━━━ FRAGMENTO DEL TEXTO

Cruzada de Género

La libertad de expresión es algo que valoro muchísimo. Probablemente esta es la razón por la cual empecé a escribir cuentos a los seis años y estudié periodismo en la universidad. Soy una persona que necesita decir lo que piensa y siente. De lo contrario, me salen letreros de la espalda como si fuera el Coyote en la caricatura del Correcaminos.

Nací y crecí en un país demoratico. Cuando era niña pude ir al colegio y aprender a leer y a escribir. En mis años de adolescente, pude aprender a manejar, ir a bailes y hacerme peinados chistosos como el copete Alf. En mi vida adulta, pude mantenerme sola y tomar todas las decisiones de mi vida basadas en mis expectativas y no las de alguien más.

El día que conocí a mi esposo fue practicamente amor a primera vista,  y aunque me rendí y acepté la «cochera de marranos» que era su casa, lo hice sabiendo que era el precio que tenía que pagar por mi felicidad. Pero, no escogí una vida de silencio. Por el contrario. Escogí una vida marital de cantaleta diaria–así mi marido no recoja el desorden–simplemente para que él me escuche y sepa lo que pienso.

Entonces, me pongo a pensar… ¿Qué sería de mi vida si hubiera nacido en un país bajo la Ley Sharia? De una cosa estoy segura, mi vida valdría menos que la vida de una cabra si me atreviera a reclamarle algo a mi esposo.

La desigualdad de género en Estados Unidos es una batalla de muchas mujeres, menos la mía. La vanidad de los argumentos y la falta de perspectiva son abrumadores y vergonzosos, especialmente después de leer la historia de Malala Yousafzai, una de las verdaderas víctimas de  la discriminación sexual.

En octubre de 2012, cuando tenía 15 años, Malala recibió un disparo en la cabeza de parte de un militante Talibán, durante su recorrido a la escuela, en el nor-occidente de Pakistán. ¿Su crímen? Haber nacido mujer y querer estudiar. Desde ese día empezó la batalla, no solo por salvar su vida, sino por lograr el derecho a la educación de los niños–sin importar su género–en países bajo el yugo del radicalismo Islámico.

━━━━━━
━━━ EXTRACTOS DE REGISTROS

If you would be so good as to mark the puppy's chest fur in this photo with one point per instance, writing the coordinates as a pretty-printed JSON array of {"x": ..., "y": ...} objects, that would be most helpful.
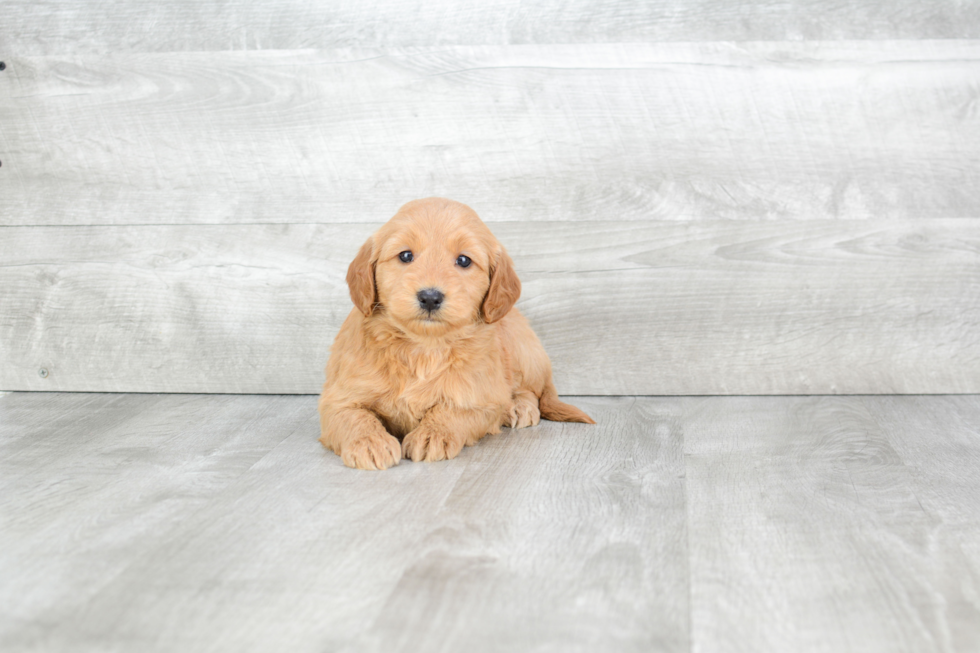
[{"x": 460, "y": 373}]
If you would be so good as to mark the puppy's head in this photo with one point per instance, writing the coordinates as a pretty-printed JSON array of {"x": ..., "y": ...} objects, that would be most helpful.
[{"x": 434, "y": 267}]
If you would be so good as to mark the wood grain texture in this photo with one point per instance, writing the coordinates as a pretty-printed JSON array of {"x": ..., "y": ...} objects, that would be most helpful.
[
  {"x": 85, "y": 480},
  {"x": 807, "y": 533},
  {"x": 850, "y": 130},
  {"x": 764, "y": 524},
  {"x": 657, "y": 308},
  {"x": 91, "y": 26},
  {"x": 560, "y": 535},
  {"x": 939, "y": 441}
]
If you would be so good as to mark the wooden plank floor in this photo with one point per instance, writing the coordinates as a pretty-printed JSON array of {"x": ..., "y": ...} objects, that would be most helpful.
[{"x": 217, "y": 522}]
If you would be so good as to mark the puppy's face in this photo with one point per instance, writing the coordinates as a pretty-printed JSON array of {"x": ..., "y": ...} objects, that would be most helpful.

━━━━━━
━━━ EXTRACTOS DE REGISTROS

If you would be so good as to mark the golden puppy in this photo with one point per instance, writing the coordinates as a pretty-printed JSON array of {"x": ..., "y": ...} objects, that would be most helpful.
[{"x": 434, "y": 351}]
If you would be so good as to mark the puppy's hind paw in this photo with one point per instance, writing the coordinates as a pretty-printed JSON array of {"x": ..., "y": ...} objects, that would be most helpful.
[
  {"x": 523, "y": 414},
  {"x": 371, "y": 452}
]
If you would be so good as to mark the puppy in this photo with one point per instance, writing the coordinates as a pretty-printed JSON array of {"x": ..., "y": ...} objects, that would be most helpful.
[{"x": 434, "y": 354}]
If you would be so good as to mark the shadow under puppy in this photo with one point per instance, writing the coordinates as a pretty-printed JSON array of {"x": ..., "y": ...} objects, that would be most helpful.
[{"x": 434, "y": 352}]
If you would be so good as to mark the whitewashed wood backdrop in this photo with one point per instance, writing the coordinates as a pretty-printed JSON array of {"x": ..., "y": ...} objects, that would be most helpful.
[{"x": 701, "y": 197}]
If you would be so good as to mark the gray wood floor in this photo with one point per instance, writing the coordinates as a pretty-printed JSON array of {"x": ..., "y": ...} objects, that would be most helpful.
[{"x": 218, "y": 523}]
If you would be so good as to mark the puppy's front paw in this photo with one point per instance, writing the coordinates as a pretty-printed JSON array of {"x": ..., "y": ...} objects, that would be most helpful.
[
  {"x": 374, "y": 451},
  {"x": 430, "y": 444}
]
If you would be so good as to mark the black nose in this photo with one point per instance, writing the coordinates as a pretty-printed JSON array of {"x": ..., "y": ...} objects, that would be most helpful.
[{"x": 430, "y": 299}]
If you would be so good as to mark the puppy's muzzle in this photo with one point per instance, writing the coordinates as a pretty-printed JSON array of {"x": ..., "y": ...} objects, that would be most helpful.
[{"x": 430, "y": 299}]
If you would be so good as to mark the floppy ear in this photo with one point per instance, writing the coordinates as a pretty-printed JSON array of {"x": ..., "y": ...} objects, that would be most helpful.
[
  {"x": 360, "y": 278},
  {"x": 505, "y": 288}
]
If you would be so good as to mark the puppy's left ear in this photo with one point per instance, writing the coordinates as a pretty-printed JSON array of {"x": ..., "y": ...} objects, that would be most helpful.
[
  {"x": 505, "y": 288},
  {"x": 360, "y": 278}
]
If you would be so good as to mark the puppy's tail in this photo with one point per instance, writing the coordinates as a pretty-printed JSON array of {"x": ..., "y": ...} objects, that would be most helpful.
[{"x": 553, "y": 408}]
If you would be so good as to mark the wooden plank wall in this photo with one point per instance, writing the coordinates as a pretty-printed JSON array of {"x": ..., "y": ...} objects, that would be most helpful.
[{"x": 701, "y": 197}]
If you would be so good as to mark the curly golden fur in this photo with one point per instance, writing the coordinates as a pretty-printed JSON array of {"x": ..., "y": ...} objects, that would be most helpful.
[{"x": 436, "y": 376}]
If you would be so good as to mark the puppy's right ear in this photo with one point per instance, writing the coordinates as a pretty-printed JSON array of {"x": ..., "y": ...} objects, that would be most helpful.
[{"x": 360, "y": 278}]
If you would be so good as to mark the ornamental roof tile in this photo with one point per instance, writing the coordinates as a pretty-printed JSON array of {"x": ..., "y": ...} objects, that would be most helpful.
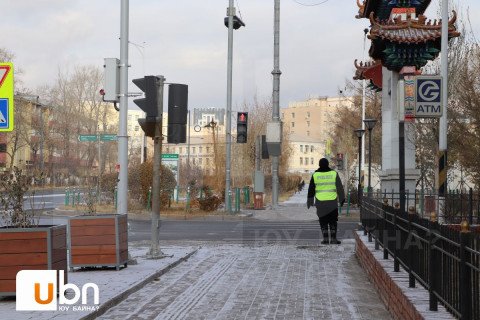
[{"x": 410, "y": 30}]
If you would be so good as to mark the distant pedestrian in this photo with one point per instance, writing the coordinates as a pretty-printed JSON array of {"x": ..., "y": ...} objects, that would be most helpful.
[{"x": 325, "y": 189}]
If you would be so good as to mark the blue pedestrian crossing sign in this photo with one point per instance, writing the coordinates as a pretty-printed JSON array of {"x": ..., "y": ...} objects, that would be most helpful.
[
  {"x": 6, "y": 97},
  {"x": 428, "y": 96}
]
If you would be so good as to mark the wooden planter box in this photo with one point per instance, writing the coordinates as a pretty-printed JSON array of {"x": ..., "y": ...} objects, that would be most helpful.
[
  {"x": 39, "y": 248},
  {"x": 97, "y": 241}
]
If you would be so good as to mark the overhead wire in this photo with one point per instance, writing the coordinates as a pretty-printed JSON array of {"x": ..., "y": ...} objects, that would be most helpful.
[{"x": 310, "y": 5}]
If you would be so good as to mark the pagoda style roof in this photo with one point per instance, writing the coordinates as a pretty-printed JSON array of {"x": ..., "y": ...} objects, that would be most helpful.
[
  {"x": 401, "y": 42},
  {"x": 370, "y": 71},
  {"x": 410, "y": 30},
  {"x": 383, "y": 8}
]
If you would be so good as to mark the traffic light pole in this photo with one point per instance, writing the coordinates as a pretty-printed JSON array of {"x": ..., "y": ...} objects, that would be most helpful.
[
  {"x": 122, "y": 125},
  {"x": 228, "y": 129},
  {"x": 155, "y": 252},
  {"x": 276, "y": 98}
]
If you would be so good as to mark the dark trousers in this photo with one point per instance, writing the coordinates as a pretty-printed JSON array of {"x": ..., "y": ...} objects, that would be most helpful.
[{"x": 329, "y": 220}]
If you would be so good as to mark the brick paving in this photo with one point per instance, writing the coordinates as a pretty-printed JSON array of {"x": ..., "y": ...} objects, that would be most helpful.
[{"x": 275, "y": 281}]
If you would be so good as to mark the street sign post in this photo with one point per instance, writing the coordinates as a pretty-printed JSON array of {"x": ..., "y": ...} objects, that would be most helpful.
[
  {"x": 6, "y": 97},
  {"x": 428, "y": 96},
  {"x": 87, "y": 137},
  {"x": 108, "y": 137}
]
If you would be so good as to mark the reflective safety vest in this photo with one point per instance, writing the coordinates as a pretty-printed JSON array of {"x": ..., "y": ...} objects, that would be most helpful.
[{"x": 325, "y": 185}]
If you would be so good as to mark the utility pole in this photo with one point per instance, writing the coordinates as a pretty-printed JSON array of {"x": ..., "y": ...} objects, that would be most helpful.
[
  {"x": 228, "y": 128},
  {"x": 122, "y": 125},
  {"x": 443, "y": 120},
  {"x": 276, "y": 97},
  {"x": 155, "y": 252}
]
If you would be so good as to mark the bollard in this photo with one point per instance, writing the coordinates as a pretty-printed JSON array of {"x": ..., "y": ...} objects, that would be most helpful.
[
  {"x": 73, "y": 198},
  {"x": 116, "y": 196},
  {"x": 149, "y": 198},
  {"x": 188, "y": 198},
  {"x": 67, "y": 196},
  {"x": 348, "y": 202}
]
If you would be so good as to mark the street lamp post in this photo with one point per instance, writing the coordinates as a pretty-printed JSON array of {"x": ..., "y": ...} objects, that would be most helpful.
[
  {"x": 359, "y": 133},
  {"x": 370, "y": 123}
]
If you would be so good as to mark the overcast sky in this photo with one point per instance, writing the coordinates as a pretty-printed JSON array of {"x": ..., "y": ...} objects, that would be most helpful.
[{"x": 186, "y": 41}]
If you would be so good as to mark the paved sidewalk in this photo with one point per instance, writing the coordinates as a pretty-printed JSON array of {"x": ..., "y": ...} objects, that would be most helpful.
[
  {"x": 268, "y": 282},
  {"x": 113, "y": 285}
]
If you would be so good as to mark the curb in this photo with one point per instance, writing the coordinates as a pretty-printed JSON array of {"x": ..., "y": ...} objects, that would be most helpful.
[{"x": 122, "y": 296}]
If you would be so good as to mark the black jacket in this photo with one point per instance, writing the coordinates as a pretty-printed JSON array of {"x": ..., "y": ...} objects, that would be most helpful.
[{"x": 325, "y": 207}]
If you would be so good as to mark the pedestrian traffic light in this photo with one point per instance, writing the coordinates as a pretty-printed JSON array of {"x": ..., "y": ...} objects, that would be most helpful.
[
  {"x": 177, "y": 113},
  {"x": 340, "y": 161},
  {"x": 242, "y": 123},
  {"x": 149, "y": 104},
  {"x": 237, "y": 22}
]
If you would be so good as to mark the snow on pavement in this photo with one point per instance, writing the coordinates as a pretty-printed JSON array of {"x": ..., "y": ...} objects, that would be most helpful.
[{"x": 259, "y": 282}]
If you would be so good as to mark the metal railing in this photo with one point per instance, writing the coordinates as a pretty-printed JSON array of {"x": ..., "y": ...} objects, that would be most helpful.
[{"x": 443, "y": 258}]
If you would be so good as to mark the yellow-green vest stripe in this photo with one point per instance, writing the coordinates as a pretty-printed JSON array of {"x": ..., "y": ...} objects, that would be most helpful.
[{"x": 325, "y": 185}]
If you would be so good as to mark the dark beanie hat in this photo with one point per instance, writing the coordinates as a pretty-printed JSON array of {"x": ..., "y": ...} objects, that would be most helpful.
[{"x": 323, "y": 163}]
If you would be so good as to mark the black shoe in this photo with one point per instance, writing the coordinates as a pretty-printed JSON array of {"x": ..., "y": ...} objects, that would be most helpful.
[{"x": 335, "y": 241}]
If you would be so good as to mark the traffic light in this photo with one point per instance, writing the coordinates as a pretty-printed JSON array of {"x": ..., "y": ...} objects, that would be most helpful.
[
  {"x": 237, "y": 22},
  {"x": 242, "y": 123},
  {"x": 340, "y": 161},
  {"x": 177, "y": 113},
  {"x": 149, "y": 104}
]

━━━━━━

§ TAREAS
#1 Según el texto, ¿qué edad tenía Malala cuando recibió el disparo?
#2 Cambia "colegio" por "escuela" en el texto y escribe de nuevo el fragmento que se abre con las palabras que contienen "Nací y crecí" y se cierra con "de alguien más.".
Las entradas no intervienen en esto.

§ RESPUESTAS
#1 Tenía 15 años.

#2
Nací y crecí en un país demoratico. Cuando era niña pude ir al escuela y aprender a leer y a escribir. En mis años de adolescente, pude aprender a manejar, ir a bailes y hacerme peinados chistosos como el copete Alf. En mi vida adulta, pude mantenerme sola y tomar todas las decisiones de mi vida basadas en mis expectativas y no las de alguien más.